**Task statement**
From the line that holds "the lance, put" down to the last line of the listing below, transcribe exactly and only those lines. Leave pictures out.

**Data records**
------------------------------------------------------------------------

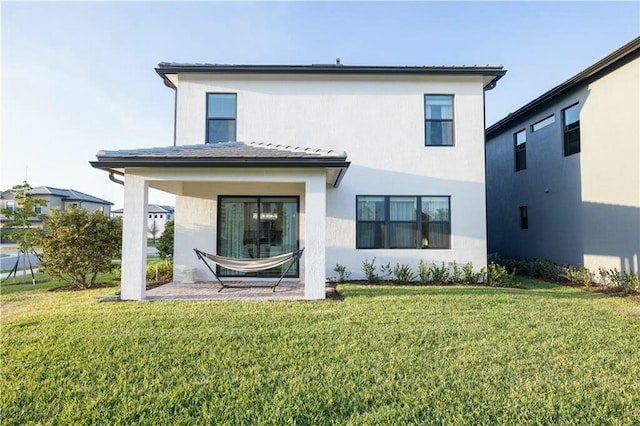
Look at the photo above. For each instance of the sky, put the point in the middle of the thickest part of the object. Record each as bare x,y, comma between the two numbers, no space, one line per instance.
78,77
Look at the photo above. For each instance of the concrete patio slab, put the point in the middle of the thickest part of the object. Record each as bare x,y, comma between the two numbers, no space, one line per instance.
286,291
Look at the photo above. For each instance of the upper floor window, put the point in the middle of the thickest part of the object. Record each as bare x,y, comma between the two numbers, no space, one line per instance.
543,123
520,145
403,222
524,217
571,129
438,120
221,117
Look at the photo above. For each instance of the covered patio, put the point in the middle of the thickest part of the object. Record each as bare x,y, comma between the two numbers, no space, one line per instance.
204,176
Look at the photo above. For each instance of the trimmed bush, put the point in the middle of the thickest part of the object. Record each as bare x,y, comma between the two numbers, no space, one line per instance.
160,271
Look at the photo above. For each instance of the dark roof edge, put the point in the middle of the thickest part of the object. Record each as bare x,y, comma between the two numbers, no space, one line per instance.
611,60
206,162
165,68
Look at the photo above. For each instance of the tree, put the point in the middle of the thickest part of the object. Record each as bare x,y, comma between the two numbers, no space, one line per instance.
77,245
165,242
18,224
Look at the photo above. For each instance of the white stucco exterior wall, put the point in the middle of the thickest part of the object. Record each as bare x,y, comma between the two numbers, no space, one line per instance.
610,169
379,122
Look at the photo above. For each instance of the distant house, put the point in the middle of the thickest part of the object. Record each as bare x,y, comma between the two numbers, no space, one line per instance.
57,198
157,217
563,179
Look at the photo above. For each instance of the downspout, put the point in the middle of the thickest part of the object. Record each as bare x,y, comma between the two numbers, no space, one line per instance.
175,114
484,151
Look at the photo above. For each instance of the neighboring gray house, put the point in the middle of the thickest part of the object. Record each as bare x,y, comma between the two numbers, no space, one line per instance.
57,198
563,171
157,217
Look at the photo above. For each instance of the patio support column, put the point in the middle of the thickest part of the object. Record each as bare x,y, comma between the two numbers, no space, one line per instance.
134,238
314,237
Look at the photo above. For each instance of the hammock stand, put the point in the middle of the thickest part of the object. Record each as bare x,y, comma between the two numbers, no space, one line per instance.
249,265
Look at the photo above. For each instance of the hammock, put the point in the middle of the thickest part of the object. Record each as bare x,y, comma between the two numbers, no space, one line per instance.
249,265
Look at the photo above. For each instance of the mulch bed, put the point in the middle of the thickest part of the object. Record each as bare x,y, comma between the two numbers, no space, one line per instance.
78,288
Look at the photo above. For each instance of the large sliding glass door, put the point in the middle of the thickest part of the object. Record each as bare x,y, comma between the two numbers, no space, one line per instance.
255,227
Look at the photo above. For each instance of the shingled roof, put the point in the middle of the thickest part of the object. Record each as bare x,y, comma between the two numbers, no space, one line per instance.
223,155
491,73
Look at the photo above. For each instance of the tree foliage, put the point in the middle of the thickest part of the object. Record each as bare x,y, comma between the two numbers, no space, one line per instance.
77,245
165,242
18,221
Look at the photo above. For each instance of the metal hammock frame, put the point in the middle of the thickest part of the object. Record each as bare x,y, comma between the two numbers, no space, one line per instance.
249,265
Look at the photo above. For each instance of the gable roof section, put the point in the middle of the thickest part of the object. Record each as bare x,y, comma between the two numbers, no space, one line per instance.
491,73
609,63
151,208
222,155
227,154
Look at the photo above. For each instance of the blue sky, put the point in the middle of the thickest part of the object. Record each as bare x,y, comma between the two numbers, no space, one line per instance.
78,77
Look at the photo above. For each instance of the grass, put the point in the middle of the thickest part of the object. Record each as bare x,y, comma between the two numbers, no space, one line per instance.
543,354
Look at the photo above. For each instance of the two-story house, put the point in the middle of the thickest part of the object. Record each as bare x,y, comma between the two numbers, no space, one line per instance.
563,171
56,198
348,162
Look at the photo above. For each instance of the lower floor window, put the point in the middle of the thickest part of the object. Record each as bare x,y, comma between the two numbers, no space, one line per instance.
257,227
403,222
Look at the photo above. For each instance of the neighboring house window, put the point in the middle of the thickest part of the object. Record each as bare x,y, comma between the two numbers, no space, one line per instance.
221,117
571,129
543,123
438,120
520,145
406,222
524,218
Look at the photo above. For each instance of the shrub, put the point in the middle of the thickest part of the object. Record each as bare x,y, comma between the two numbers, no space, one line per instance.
165,242
470,277
439,274
77,245
456,273
403,273
386,271
534,268
577,276
626,282
423,272
160,271
498,276
369,269
343,275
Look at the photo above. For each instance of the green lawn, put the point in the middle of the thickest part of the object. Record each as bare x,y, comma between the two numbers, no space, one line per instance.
456,355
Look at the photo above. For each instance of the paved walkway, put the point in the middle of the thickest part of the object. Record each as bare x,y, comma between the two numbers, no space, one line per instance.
286,291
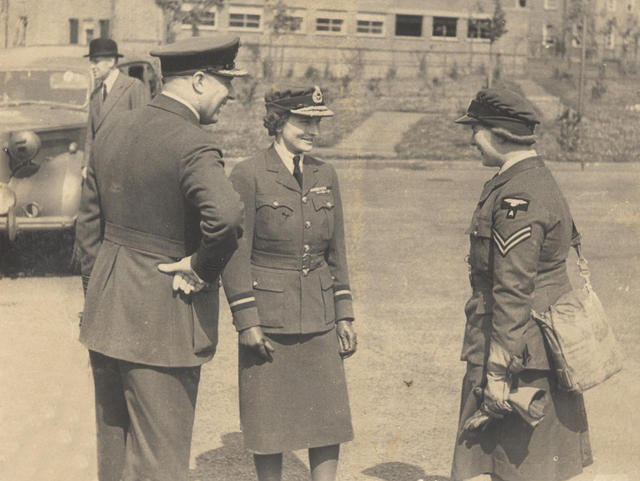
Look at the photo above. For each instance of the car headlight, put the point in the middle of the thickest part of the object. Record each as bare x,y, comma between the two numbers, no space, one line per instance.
22,148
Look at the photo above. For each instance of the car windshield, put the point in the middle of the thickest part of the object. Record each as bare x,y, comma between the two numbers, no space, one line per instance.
67,87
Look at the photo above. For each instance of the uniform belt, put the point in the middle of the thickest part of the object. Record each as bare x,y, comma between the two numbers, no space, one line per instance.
143,241
307,262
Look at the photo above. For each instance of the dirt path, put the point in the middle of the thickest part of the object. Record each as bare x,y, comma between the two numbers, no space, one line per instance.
379,134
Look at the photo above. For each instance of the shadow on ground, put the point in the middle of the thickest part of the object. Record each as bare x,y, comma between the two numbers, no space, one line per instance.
37,253
396,471
233,462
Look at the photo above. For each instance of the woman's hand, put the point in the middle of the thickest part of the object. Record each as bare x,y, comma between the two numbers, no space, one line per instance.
347,337
254,339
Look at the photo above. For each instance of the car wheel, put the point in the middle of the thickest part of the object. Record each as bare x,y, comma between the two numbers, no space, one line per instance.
74,258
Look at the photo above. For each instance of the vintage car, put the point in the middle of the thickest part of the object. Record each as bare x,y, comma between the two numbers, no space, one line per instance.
44,94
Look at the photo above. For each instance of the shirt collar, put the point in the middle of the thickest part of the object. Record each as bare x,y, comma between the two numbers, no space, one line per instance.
177,98
517,157
111,79
286,156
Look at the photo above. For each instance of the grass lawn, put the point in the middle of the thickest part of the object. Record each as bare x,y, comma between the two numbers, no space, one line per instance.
406,247
406,243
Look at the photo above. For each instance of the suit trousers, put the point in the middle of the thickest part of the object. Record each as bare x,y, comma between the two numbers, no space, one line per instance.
144,419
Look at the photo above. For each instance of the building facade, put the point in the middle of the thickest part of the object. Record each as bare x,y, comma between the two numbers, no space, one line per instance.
370,38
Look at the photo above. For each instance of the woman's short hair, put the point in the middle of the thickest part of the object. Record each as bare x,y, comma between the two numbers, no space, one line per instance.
511,137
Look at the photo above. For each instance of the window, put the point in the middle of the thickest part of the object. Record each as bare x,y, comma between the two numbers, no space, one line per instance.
479,28
548,35
297,21
445,26
73,30
611,39
245,18
409,25
368,24
104,29
204,18
20,35
329,24
576,35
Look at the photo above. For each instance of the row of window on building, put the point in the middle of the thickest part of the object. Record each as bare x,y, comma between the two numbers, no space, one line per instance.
334,23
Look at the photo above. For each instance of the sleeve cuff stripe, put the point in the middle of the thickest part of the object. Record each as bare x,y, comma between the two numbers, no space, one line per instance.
240,307
237,297
342,297
342,292
240,302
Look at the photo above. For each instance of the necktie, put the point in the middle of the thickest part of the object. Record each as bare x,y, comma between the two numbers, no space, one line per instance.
297,173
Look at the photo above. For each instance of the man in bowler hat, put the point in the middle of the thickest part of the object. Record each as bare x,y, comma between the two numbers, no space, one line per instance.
158,222
113,90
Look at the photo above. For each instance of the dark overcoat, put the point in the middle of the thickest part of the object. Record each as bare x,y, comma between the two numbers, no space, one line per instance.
155,191
289,274
127,93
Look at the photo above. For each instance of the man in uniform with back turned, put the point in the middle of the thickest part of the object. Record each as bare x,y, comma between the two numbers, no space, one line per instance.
157,224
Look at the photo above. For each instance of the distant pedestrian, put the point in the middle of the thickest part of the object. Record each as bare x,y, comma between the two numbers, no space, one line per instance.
113,90
288,289
520,236
156,192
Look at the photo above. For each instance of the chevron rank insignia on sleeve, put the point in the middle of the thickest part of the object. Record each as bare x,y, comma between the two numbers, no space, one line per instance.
505,245
512,205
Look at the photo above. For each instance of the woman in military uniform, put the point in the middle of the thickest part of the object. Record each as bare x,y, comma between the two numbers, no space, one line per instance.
520,235
288,289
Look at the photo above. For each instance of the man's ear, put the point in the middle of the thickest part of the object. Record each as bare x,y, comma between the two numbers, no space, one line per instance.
198,80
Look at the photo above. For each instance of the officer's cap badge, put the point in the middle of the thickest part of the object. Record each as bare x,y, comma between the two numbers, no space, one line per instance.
317,95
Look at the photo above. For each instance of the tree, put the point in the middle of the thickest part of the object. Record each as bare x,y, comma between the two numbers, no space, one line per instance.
174,13
497,28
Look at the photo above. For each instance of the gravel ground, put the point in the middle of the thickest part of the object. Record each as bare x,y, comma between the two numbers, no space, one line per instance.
406,243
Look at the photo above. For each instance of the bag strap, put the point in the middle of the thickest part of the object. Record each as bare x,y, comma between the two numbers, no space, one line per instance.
583,265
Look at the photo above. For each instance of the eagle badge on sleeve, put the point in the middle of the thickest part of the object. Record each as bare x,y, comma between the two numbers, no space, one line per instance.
512,205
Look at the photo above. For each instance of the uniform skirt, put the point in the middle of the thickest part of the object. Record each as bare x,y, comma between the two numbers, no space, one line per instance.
556,449
297,401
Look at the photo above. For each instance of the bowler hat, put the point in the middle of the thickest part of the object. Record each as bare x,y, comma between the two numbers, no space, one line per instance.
213,54
103,47
502,109
308,102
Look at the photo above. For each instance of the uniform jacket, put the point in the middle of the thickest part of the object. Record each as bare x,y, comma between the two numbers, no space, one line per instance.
127,93
156,194
289,274
520,235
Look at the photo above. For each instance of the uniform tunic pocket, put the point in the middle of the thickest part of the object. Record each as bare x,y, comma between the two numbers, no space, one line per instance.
480,250
269,294
273,218
324,207
326,283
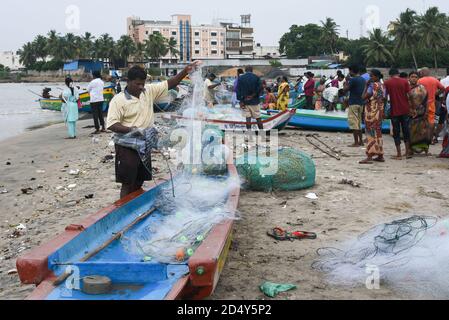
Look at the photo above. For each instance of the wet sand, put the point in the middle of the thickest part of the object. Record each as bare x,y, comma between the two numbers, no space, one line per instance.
42,160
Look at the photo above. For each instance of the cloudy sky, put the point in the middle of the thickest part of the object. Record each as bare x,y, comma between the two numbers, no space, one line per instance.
22,20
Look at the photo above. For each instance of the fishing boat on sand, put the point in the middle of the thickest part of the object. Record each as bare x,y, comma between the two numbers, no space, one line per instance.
95,249
232,121
55,104
321,120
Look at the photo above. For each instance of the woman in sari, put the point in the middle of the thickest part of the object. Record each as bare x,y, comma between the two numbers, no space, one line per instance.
375,96
420,129
69,109
283,95
270,100
319,94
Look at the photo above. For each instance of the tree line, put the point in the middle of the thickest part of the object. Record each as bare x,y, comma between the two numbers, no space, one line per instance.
412,40
51,51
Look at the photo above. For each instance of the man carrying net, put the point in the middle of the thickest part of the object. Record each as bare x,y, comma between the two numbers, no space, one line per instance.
131,114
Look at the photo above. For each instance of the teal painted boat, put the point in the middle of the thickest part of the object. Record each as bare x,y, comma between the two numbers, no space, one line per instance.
322,120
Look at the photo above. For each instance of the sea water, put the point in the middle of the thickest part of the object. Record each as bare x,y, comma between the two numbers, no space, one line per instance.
20,109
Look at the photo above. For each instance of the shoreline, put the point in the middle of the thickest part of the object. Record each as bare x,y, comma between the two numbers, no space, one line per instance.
42,159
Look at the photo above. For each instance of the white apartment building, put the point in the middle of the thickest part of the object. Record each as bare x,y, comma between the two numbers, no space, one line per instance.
263,52
10,59
193,42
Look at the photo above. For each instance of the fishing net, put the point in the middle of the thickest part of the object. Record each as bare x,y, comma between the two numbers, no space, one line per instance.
411,256
186,219
286,170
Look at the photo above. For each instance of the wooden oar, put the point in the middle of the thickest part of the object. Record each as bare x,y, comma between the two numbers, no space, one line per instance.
118,235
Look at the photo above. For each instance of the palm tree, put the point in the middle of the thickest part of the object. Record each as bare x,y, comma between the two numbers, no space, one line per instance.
172,47
155,47
27,55
330,33
69,47
405,32
40,47
377,51
433,27
125,48
53,44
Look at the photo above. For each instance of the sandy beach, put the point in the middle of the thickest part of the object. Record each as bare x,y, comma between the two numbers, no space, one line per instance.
42,160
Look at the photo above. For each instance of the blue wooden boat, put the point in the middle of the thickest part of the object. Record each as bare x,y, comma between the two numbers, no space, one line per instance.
323,121
90,249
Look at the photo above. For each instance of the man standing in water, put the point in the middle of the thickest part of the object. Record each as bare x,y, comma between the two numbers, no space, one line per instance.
95,89
130,111
249,90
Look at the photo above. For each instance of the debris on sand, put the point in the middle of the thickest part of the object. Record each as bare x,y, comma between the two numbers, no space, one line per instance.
271,289
312,196
27,190
350,182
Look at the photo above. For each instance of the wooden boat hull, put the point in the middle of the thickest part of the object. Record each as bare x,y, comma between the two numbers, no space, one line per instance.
150,281
84,106
317,120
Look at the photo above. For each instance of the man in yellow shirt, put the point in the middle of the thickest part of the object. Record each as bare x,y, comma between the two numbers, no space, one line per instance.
132,110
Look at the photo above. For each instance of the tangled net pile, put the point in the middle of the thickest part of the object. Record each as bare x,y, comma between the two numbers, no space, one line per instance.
411,254
295,171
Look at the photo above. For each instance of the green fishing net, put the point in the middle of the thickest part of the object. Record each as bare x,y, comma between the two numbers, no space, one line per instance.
288,170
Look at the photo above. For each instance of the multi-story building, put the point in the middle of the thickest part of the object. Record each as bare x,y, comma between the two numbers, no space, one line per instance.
193,42
239,40
11,60
196,42
266,52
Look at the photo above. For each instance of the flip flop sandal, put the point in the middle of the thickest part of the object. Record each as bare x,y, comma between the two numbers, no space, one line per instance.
299,235
278,234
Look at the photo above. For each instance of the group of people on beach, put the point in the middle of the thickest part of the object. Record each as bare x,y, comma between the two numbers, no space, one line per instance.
409,100
71,99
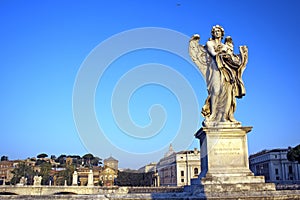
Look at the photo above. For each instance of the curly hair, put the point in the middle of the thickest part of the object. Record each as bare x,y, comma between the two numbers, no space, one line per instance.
219,27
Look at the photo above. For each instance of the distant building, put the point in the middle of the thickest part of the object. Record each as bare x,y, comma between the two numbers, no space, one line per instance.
177,169
111,162
274,165
151,167
107,176
6,167
83,175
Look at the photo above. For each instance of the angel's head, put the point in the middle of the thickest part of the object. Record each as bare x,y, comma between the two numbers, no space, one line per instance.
195,37
217,31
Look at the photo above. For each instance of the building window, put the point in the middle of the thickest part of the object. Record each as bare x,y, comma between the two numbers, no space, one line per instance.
196,171
182,173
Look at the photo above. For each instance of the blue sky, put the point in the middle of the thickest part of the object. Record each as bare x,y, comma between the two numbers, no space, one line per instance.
45,45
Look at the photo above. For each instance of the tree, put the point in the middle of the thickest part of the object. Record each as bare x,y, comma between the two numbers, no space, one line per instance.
66,174
61,159
22,170
4,158
293,154
134,179
42,155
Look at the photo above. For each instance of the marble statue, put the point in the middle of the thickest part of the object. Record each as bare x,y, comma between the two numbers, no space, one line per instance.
37,180
222,71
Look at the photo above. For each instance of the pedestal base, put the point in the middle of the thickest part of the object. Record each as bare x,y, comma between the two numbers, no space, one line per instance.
224,161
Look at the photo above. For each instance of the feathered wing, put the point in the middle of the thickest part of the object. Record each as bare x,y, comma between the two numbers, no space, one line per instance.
244,60
199,56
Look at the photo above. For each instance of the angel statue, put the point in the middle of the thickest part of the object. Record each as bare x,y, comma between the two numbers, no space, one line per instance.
222,71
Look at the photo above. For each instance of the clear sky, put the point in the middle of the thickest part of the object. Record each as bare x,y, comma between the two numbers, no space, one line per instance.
124,65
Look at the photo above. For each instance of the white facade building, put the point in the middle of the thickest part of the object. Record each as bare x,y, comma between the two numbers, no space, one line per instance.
177,169
274,165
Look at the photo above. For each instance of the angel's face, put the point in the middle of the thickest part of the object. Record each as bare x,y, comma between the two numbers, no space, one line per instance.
217,33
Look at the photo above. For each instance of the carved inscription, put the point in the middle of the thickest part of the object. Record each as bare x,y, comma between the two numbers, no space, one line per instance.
227,152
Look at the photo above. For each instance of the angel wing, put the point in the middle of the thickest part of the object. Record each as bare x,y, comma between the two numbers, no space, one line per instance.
244,60
199,55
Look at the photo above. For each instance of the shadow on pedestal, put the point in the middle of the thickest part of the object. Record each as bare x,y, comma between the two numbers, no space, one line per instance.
224,163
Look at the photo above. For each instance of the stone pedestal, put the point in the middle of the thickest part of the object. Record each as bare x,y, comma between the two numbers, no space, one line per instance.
224,161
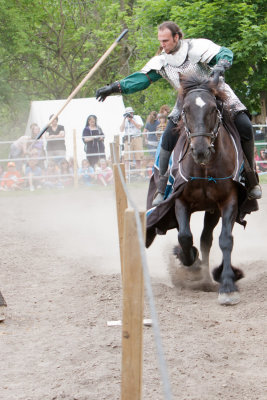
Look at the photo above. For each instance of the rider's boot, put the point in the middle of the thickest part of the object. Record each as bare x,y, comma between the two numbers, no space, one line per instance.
254,189
245,130
164,157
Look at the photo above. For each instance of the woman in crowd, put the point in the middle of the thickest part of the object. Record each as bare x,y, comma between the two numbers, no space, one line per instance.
86,173
151,138
93,138
55,136
104,174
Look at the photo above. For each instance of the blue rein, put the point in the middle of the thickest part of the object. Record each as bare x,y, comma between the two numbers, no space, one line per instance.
210,178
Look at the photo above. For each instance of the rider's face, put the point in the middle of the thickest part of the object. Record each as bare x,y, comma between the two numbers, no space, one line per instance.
167,41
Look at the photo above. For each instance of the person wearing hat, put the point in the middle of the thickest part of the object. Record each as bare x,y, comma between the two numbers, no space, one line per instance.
132,139
178,56
11,179
93,138
55,137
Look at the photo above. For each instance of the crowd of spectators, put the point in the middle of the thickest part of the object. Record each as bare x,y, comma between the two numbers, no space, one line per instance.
35,164
140,141
42,164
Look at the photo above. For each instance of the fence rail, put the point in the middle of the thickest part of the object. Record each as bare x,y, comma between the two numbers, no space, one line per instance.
134,170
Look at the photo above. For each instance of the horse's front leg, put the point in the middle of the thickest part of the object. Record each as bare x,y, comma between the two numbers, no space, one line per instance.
187,253
210,221
226,275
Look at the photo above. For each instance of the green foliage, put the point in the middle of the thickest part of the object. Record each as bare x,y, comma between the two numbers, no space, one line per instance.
48,46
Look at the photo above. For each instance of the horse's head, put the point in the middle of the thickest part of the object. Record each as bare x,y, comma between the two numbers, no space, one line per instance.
200,115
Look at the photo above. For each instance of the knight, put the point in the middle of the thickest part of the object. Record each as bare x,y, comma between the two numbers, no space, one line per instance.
178,56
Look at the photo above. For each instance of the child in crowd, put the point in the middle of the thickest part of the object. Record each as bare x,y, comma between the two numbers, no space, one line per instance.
12,179
34,174
104,174
86,173
66,174
51,176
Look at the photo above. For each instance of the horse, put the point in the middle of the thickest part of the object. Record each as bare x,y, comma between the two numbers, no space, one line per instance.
207,162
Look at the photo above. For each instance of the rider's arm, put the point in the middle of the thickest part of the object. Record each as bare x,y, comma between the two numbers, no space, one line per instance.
138,81
224,54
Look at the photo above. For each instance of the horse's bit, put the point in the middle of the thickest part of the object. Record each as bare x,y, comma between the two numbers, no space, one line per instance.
213,134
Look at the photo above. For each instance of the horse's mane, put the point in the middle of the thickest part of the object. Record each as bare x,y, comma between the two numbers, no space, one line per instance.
191,82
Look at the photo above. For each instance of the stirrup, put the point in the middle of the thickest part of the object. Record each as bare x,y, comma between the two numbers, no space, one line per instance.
255,193
158,199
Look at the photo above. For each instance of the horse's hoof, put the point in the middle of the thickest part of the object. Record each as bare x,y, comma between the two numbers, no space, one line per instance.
229,299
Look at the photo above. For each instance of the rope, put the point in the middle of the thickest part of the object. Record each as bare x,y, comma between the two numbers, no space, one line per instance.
155,324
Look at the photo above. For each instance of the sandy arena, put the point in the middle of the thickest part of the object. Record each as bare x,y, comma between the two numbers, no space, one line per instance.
60,276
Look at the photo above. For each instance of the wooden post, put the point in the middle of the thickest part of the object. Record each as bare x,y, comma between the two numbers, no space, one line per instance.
75,160
111,147
133,305
122,204
117,148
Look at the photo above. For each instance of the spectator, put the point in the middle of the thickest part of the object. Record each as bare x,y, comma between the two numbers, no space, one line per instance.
33,174
162,125
86,173
149,169
55,136
37,146
1,175
93,138
18,151
151,126
104,174
132,139
263,165
164,110
12,179
66,175
51,180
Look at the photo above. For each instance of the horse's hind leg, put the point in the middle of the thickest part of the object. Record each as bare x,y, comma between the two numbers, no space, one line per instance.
188,253
210,221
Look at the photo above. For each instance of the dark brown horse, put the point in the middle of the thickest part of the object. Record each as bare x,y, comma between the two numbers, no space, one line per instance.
207,162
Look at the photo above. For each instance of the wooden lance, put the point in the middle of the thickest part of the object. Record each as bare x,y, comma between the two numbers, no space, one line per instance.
85,79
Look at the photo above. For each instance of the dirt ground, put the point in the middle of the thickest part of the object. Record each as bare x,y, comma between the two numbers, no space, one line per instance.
60,276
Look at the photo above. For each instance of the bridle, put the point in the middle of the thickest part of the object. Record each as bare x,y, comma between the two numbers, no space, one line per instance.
213,134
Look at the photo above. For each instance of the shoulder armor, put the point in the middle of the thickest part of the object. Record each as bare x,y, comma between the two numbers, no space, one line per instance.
202,50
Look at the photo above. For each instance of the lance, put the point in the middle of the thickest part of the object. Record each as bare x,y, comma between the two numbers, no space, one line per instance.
85,79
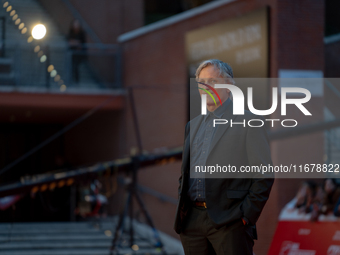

------------------------------------------------------------------------

**Exercise output**
Look at the photo above. For each instance of the lance, put the point in the middle of the thickest part of the object. Record each as bare x,y, comma between the two numbers, no space, one line per instance.
85,79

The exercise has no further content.